> **Задания**:
a. Ответьте по тексту о Евразийском движении:
(i) Сколько лет Евразийскому движению?
(ii) Какой телеканал был создан и кто в нем участвовал, кроме говорящего?
(iii) Кем, помимо технолога, назван Путин?
b. Продолжите текст о Евразийском движении после его последнего предложения.

> **Фрагмент текста**:
'''

И когда Путин пришел на этой волне и начал говорить приблизительно то же самое, конечно, я очень обрадовался и подумал, что моя миссия выполнена. У меня таких амбиций во власти именно, скажем, депутатских или каких-то там административных никогда не было. Я человек Идеи. Но тот факт, что эта идея стала побеждать — я очень был этому рад. Готов был включиться в любой форме в этот процесс, вплоть до организационной. Мы начали делать телеканал «Спас», меня пригласили Демидов и Батанов, втроем мы сделали телеканал «Спас» как такое консервативно-православное телевидение. Оно до сих пор есть.
А Евразийское движение — ему семнадцать лет, это было ощущение того, что надо как-то четко обозначить нашу политическую философию, придать ей организационный характер, распространять эти идеи за рубежом. Потому что эти идеи глобальные — это борьба с однополярным миром в пользу многополярного. Это идея континентализма против атлантизма. Это поиск альтернативы либерализму в глобальном масштабе, это признание ценности всех культур и всех народов, антирасизм и антинационализм являются одними из главных силовых векторов евразийства, борьба с гегемонией, с колонизацией.
Постепенно я стал замечать, что происходит некоторая изоляция, то есть тот «застой», о котором мы говорили, проявлял себя постепенно. И многие вещи были неясны. Я не понимал, почему-то мировоззрение, та позиция, которые настолько соответствуют и целям России, и необходимости патриотического подъема, его возрождения, и укрепление суверенитета, — почему они не берутся в полной мере. Вначале я думал, что противодействуют враги. Так оно и было. И агенты влияния Запада, и либералы, и политическая элита. Но с этим можно было довольно легко справиться, найди евразийство поддержку в лице первого человека.
Если бы Путин по-настоящему заинтересовался не просто даже евразийством, а миром Идей, миром Мысли, если бы для него Мысль, философия, исторический взгляд на вещи имели бы какое-то значение, я думаю, все бы сложилось не так. Но увы. Оказалось, что он — действительно, как он говорит, он не обманывает — он технолог, он менеджер, он управляющий, он прагматик, он реалист.
И, соответственно, он имеет дело только с реальными вещами. Идея — это не его. И постепенно поэтому некое внимание к евразийству власти ушло. А противодействие сохранилось тех, кто за атлантистскую противоположную позицию.
Соответственно, движение в политической реальности находится в очень сложном положении, потому что вовне борьба евразийства против атлантизма ведется вполне открыто, спокойно. Поэтому меня деплатформируют с YouTube и санкции на меня наложили, запрещают практически любое передвижение на территории Европы, стран НАТО, отслеживают это тщательно. Для них я один из главнейших идеологических противников. Евразийское движение находится в списках запрещенных организаций везде только за нашу идеологию, только вдумайтесь. Они относятся к этому серьезно. Мы сосредоточили свою работу на внешнем фланге. И там это затребовано, это важно, там растет число сторонников и ненависть глобальных элит.

'''

> **Исходный материал**:
'''

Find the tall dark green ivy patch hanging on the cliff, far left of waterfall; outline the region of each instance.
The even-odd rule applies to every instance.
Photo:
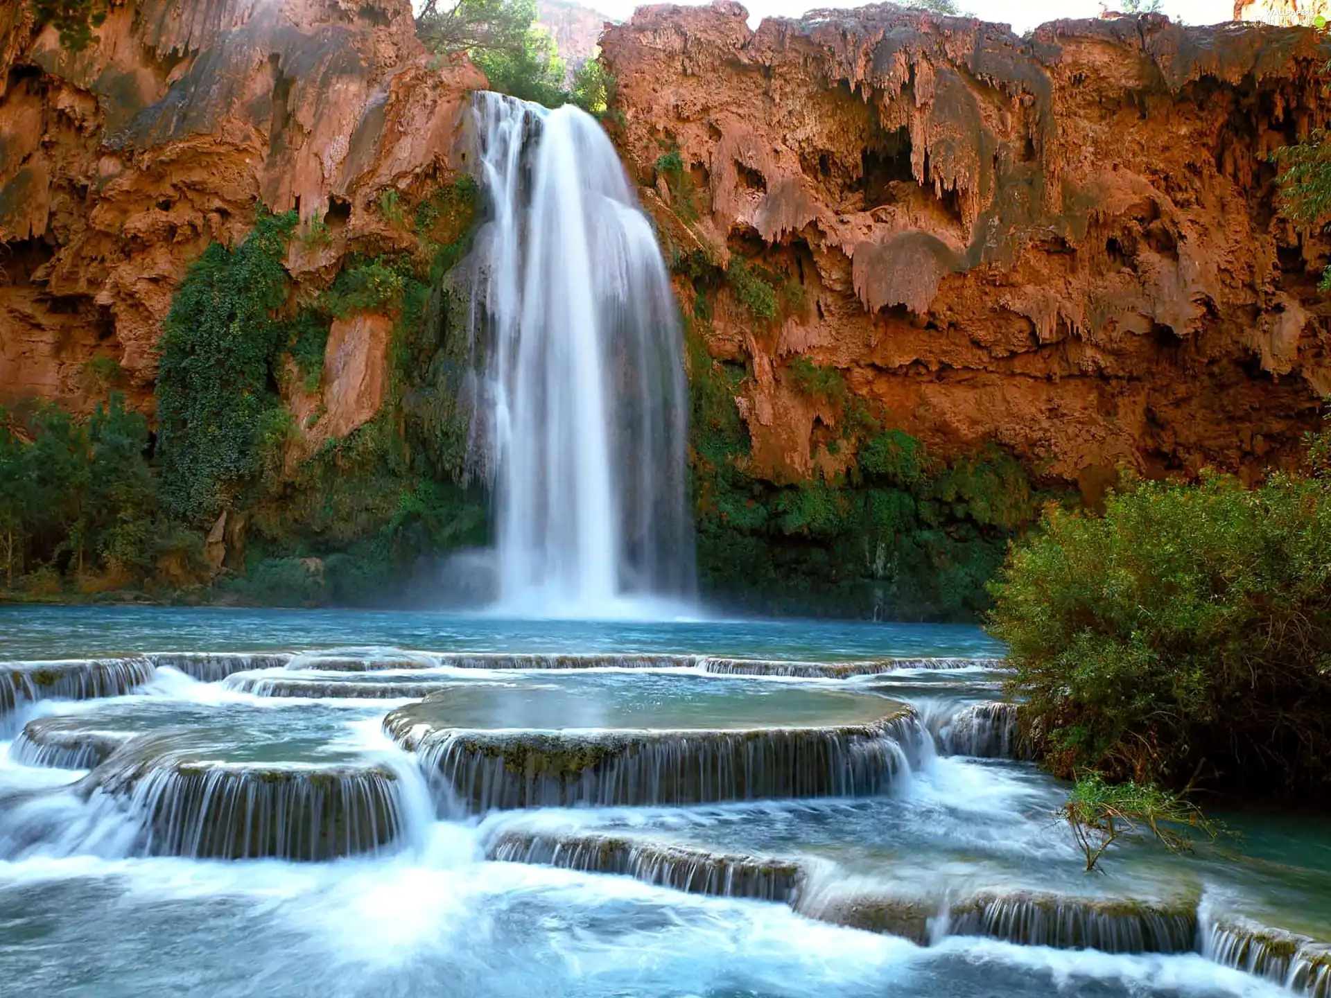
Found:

'''

> **Ответы к заданиям**:
a.
(i) Семнадцать лет.
(ii) Телеканал «Спас»; его делали вместе с Демидовым и Батановым.
(iii) Менеджером, управляющим, прагматиком и реалистом.

b.
— Следующий вопрос связан с вашей теоретической базой. Отдельно поговорим о вашей книге «Четвертая политическая теория», вышедшей в 2009 году, и одноименной концепции. Вы говорите о падении двух теорий: «фашизма» в 1945 году и «коммунизма» в 1991 году вместе с распадом СССР. И о кризисе третьей теории «либерализма». Также о падении субъектов: класс — в коммунизме, раса — у фашистов, индивид — в либерализме. Эти субъекты не выполняют больше роль актора истории, насколько я понимаю. Ключевое понятие «четвертой теории» — «Dasein» — можно перевести как «бытие присутствия». Это новый субъект, новая действующая сила. Для человека далекого от современной философии как объяснить этот конструкт? Кто является его «физическим» воплощением?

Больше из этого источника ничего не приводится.